● **DESCRIPTION OF THE TASK**
Tally the lines in the items below that contain the word "white". Reply with the number alone.

Stored data
-- START --

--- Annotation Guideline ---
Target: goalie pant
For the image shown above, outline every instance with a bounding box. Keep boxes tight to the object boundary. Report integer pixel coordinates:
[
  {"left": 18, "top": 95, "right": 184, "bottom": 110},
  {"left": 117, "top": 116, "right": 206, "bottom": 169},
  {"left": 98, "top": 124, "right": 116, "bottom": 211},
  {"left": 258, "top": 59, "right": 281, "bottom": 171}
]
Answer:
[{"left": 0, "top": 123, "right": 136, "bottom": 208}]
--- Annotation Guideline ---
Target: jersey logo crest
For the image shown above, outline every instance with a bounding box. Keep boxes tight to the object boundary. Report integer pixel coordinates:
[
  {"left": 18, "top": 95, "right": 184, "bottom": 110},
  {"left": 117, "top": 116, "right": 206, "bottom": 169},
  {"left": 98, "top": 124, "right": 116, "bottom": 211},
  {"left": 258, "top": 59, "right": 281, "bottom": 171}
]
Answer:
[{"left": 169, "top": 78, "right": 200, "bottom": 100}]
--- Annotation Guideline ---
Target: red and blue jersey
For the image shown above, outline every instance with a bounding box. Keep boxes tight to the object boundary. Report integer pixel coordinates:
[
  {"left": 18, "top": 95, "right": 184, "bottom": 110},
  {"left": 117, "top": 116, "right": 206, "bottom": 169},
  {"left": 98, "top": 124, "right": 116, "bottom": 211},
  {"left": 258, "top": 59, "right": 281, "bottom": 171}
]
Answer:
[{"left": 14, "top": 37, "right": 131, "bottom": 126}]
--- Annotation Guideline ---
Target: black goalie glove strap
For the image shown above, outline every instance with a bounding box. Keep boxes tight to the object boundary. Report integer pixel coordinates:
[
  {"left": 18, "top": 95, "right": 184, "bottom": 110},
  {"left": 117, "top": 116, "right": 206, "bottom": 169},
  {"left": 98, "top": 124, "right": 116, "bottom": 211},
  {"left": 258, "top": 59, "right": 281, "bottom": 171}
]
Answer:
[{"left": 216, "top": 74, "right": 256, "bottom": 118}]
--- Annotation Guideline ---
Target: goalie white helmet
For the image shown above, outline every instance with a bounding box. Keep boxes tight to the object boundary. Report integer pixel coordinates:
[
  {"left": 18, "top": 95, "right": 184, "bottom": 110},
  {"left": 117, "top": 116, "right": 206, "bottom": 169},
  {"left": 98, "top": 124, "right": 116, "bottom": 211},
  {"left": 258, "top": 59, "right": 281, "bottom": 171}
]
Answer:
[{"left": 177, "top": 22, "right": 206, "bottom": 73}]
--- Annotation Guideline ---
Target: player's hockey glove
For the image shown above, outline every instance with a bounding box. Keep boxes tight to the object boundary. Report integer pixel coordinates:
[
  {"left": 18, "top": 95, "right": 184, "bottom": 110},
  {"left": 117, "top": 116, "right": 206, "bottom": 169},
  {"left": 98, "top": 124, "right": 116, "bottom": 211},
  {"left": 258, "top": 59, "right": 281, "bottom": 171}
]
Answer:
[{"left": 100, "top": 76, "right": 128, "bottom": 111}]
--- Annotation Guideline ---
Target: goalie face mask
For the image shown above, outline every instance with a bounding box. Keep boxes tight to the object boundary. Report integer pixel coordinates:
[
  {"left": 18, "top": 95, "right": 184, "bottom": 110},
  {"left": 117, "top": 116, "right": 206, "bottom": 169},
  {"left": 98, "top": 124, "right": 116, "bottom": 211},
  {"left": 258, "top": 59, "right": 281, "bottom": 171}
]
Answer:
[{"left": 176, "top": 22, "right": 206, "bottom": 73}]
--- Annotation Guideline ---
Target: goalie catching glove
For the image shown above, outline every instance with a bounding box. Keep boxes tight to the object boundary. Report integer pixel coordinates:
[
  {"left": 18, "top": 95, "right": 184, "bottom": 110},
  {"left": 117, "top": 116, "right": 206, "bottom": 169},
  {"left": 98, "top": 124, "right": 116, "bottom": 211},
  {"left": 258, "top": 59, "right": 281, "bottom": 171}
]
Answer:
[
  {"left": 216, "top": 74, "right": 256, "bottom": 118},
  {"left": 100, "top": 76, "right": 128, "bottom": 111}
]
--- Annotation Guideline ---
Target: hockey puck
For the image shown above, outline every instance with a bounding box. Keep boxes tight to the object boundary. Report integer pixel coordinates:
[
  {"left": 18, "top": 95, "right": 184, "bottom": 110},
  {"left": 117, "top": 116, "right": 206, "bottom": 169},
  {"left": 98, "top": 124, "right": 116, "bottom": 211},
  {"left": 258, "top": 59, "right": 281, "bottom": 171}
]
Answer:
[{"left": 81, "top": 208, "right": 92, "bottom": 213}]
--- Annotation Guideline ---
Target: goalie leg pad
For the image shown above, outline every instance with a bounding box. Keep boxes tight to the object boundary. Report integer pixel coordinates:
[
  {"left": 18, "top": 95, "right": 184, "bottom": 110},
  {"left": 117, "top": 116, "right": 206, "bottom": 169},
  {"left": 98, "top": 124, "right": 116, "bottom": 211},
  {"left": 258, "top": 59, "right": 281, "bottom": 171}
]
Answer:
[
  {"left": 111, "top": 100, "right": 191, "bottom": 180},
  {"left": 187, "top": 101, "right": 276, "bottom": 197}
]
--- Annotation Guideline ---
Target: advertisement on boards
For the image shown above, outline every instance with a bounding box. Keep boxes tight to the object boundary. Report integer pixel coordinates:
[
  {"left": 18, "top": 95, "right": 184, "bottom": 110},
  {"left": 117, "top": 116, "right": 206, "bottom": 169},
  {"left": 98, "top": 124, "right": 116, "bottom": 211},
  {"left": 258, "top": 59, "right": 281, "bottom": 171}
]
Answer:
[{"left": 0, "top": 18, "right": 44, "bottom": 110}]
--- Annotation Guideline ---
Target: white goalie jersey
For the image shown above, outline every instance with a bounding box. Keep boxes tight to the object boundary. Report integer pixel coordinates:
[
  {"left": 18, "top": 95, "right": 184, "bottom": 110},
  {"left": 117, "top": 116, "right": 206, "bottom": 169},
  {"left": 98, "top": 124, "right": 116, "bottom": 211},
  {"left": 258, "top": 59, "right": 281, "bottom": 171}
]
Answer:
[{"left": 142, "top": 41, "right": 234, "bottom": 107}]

-- END --

● **EXERCISE ANSWER**
2